Records from a collection
=====

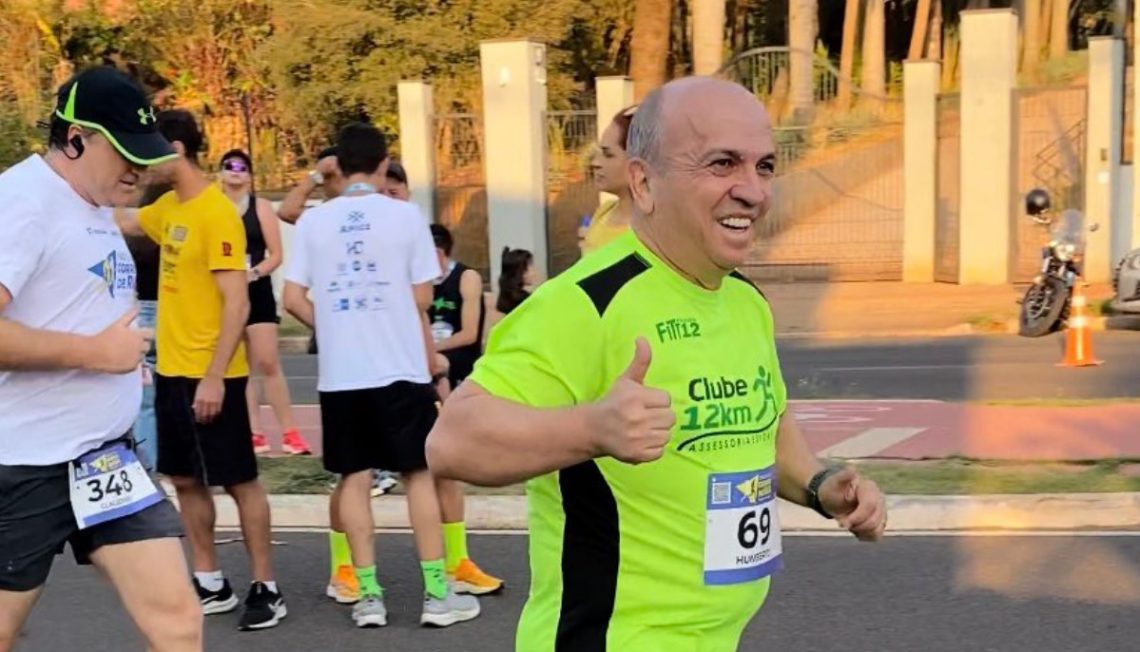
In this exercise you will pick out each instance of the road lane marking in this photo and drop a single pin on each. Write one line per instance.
(870, 441)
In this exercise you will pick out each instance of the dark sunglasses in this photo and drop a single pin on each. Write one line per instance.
(235, 165)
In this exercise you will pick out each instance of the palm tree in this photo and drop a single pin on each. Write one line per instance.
(649, 47)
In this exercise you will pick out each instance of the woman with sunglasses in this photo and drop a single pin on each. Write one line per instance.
(263, 255)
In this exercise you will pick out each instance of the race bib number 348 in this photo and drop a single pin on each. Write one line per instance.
(110, 483)
(742, 527)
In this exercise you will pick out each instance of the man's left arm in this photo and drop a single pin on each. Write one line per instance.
(226, 260)
(471, 290)
(855, 502)
(423, 293)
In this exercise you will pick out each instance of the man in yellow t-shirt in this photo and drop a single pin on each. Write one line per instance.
(204, 438)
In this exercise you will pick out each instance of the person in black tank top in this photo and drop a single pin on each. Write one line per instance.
(457, 310)
(263, 255)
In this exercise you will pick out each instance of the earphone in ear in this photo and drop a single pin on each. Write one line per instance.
(76, 143)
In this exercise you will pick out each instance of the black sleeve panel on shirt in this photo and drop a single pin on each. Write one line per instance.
(602, 286)
(739, 276)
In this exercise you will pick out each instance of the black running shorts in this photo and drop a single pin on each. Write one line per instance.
(37, 520)
(380, 428)
(220, 453)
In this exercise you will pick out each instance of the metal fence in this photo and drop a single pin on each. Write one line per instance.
(570, 193)
(946, 225)
(461, 188)
(837, 213)
(1050, 154)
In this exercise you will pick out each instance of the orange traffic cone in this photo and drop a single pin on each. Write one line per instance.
(1077, 335)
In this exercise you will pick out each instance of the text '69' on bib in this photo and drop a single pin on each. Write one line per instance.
(742, 527)
(110, 483)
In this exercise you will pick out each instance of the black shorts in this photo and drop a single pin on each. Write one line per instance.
(380, 428)
(262, 303)
(220, 453)
(37, 520)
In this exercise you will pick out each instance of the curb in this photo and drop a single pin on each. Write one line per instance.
(908, 513)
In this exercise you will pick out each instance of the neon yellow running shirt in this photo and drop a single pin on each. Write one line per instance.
(672, 555)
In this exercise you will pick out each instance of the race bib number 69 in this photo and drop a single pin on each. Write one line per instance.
(742, 527)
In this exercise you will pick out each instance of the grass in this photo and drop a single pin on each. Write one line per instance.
(290, 327)
(935, 478)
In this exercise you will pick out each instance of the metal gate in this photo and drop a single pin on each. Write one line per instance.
(1050, 127)
(570, 192)
(946, 229)
(461, 189)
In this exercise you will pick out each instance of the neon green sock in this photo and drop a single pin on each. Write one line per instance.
(340, 554)
(368, 584)
(434, 580)
(455, 543)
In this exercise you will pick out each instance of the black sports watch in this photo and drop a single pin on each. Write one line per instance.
(813, 490)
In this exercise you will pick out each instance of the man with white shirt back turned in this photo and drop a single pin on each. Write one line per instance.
(369, 263)
(70, 381)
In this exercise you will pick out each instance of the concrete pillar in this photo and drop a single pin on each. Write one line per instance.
(1102, 160)
(611, 94)
(921, 82)
(514, 152)
(1134, 211)
(988, 65)
(417, 143)
(708, 35)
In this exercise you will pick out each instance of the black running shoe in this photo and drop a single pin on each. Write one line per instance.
(221, 601)
(263, 609)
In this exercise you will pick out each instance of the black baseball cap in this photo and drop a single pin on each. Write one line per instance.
(107, 100)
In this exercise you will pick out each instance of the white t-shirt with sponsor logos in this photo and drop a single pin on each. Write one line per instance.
(359, 257)
(67, 268)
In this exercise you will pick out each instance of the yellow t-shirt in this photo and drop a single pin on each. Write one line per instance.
(197, 238)
(602, 231)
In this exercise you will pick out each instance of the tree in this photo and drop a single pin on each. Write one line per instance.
(649, 50)
(1031, 38)
(708, 35)
(1058, 32)
(874, 50)
(919, 35)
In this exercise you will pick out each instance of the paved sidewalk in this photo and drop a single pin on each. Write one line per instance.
(921, 430)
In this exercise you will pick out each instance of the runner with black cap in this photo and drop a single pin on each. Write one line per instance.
(70, 380)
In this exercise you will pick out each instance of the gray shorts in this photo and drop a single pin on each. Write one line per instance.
(37, 520)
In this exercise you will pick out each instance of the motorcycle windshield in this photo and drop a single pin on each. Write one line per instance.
(1069, 229)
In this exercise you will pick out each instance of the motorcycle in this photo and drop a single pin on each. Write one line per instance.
(1045, 304)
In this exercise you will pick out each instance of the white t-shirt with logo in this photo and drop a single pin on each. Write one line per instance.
(359, 257)
(67, 268)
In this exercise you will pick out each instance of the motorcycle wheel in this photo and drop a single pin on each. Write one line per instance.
(1043, 308)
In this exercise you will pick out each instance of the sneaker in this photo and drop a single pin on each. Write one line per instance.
(293, 443)
(470, 578)
(382, 481)
(343, 587)
(221, 601)
(263, 609)
(452, 609)
(369, 612)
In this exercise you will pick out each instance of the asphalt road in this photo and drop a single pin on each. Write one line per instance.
(945, 368)
(906, 594)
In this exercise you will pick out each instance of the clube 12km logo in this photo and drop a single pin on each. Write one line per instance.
(727, 412)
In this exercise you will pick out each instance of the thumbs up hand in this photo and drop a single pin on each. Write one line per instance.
(856, 503)
(633, 423)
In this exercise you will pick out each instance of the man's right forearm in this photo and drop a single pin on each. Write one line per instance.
(293, 204)
(493, 442)
(33, 350)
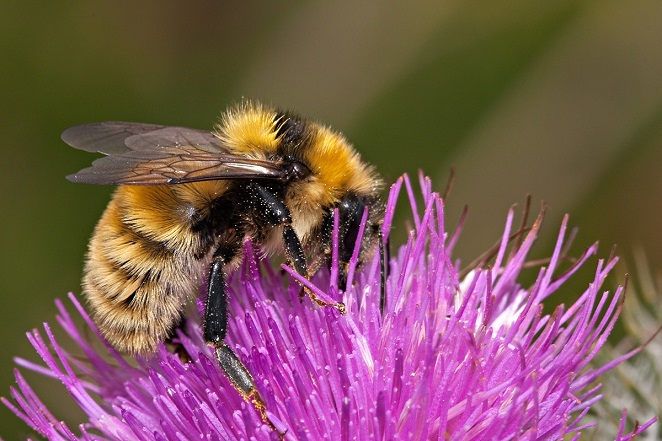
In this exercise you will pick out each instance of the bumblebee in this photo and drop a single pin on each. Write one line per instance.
(187, 199)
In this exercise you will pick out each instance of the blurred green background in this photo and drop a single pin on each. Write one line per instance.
(562, 100)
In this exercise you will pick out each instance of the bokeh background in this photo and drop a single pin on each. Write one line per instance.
(561, 100)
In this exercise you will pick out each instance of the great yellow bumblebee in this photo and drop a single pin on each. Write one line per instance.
(188, 198)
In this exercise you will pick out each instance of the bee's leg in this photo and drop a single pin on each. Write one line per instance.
(215, 328)
(270, 209)
(175, 346)
(383, 261)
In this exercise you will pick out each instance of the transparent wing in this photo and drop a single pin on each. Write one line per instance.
(148, 154)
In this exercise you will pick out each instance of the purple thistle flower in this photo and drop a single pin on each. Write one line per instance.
(452, 358)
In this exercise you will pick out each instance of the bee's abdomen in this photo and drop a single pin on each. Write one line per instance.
(137, 283)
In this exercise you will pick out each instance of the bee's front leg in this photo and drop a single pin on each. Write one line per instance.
(269, 208)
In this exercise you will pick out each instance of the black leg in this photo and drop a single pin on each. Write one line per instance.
(271, 210)
(216, 308)
(215, 328)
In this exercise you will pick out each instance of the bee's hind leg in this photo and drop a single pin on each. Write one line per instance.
(215, 328)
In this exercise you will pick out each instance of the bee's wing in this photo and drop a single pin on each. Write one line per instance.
(147, 154)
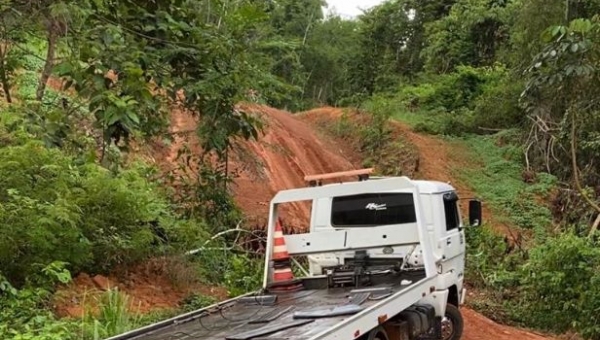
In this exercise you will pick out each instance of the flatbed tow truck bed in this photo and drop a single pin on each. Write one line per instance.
(380, 287)
(236, 319)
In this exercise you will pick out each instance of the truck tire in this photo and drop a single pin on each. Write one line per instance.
(378, 333)
(452, 324)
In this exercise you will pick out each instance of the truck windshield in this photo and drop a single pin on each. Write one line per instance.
(372, 210)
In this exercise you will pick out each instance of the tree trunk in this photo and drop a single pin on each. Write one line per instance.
(49, 65)
(3, 74)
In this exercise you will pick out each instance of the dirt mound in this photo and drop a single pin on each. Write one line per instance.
(393, 156)
(478, 327)
(288, 149)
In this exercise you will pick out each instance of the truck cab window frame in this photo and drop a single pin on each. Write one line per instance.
(451, 211)
(369, 210)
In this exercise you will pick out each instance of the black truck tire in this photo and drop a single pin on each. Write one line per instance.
(452, 325)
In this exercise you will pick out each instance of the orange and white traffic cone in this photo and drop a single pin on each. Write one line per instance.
(283, 277)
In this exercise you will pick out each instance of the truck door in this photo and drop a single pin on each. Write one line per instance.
(454, 241)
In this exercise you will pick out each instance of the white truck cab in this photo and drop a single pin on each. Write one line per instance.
(386, 262)
(441, 217)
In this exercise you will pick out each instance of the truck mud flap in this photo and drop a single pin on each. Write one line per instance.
(359, 298)
(330, 312)
(261, 300)
(417, 319)
(267, 330)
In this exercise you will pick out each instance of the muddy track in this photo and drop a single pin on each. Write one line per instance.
(290, 148)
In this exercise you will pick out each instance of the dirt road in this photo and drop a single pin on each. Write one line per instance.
(291, 148)
(478, 327)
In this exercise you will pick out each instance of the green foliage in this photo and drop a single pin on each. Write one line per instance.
(499, 181)
(470, 34)
(239, 273)
(195, 302)
(53, 210)
(23, 315)
(244, 275)
(113, 317)
(556, 283)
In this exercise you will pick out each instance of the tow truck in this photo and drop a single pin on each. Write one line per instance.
(386, 261)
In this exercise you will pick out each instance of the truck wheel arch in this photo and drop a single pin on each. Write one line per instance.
(453, 297)
(378, 333)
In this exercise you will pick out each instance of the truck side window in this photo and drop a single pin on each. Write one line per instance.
(451, 211)
(367, 210)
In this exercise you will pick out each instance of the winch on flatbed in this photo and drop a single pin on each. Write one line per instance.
(386, 262)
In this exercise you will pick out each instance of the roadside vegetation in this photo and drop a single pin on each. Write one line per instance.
(86, 83)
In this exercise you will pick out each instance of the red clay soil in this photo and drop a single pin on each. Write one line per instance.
(478, 327)
(436, 159)
(288, 149)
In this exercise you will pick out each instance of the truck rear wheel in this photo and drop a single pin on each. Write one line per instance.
(452, 324)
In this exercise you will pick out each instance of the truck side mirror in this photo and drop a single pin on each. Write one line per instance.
(475, 213)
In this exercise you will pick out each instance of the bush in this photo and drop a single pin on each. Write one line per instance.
(559, 286)
(464, 101)
(53, 210)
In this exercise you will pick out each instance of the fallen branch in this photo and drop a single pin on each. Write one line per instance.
(216, 236)
(595, 225)
(576, 173)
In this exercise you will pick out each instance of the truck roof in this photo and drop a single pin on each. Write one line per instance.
(425, 187)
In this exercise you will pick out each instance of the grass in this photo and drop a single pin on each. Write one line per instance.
(412, 119)
(497, 177)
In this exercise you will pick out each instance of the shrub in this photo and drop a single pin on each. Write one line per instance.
(558, 286)
(53, 210)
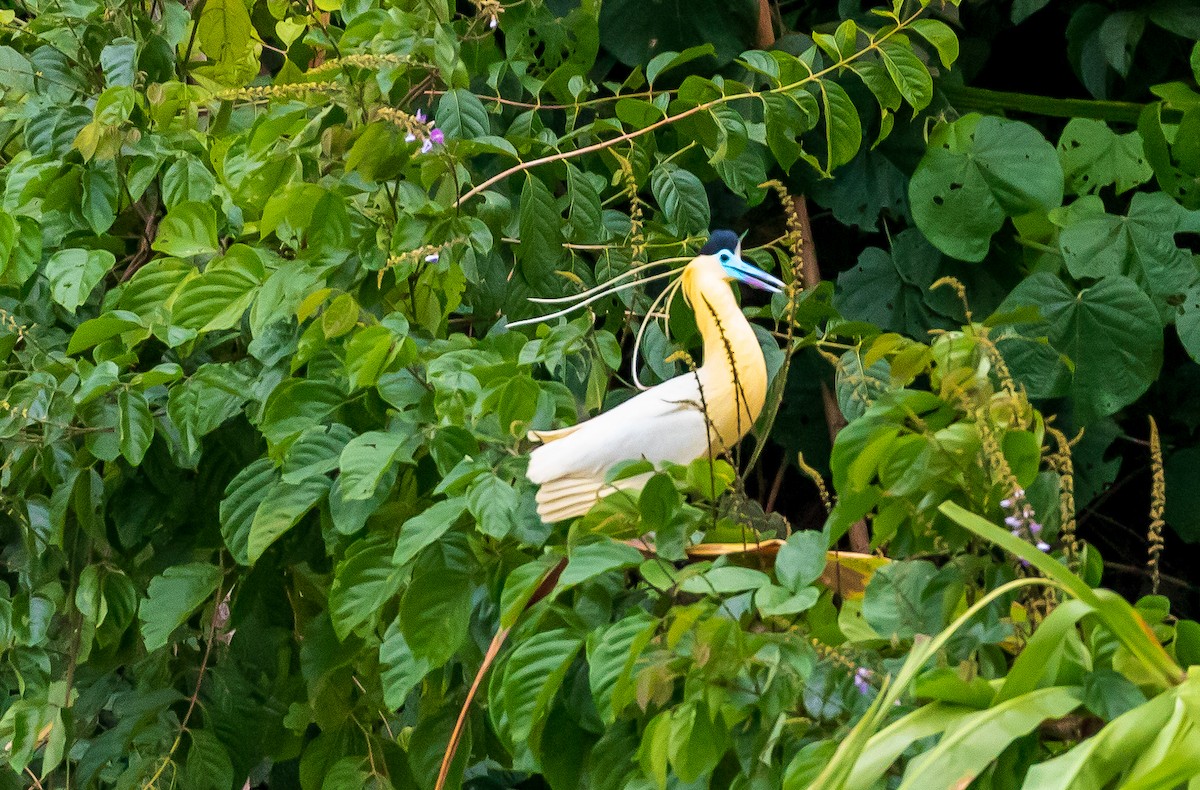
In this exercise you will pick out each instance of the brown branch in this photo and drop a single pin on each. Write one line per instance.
(493, 650)
(813, 77)
(766, 39)
(810, 270)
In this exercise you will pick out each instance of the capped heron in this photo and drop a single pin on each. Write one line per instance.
(703, 412)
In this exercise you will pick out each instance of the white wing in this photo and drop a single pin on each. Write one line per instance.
(661, 424)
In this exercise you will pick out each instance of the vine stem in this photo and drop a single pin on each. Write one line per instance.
(547, 586)
(192, 701)
(558, 156)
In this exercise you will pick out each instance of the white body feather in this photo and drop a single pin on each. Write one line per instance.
(665, 423)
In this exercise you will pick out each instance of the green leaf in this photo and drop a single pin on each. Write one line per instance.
(365, 460)
(907, 598)
(241, 498)
(425, 528)
(682, 197)
(203, 402)
(436, 608)
(540, 233)
(135, 426)
(215, 300)
(106, 327)
(493, 503)
(209, 766)
(976, 172)
(1140, 246)
(187, 180)
(612, 654)
(461, 115)
(532, 676)
(1110, 333)
(75, 274)
(801, 560)
(941, 36)
(281, 509)
(844, 131)
(191, 227)
(100, 197)
(363, 582)
(696, 743)
(401, 671)
(316, 452)
(173, 597)
(725, 580)
(979, 738)
(1093, 156)
(906, 70)
(225, 30)
(595, 558)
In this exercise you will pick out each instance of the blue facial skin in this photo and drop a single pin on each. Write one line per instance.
(748, 273)
(726, 247)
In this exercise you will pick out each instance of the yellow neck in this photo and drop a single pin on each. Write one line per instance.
(733, 377)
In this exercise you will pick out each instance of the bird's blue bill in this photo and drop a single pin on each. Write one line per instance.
(753, 275)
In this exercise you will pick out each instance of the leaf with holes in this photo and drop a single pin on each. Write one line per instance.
(976, 172)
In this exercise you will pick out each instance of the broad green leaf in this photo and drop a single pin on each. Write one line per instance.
(100, 196)
(365, 460)
(191, 227)
(436, 608)
(1110, 331)
(941, 36)
(400, 670)
(425, 528)
(682, 197)
(976, 172)
(97, 330)
(906, 70)
(532, 676)
(844, 131)
(225, 30)
(209, 766)
(696, 742)
(135, 426)
(540, 234)
(461, 115)
(612, 654)
(801, 560)
(493, 503)
(75, 274)
(187, 180)
(241, 498)
(595, 558)
(363, 582)
(281, 509)
(173, 597)
(1093, 156)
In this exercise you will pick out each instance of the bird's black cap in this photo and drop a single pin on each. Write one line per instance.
(721, 240)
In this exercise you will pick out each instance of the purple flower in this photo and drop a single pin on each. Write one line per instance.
(862, 676)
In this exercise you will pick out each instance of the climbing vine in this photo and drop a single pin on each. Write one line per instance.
(263, 508)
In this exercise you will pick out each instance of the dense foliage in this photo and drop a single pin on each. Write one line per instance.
(264, 516)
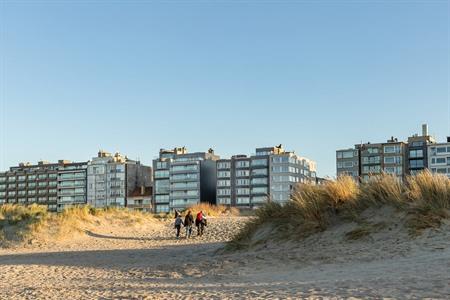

=====

== Exercise ==
The lines wanted are those from the one with "of the dense" to the end of the entries above, repeated exactly, both ends included. Leave out the pictures.

== Task answer ==
In this exercise you will pick out each instance of the dense foliage in this photo and drop a single pin on each. Write one line per instance.
(264, 516)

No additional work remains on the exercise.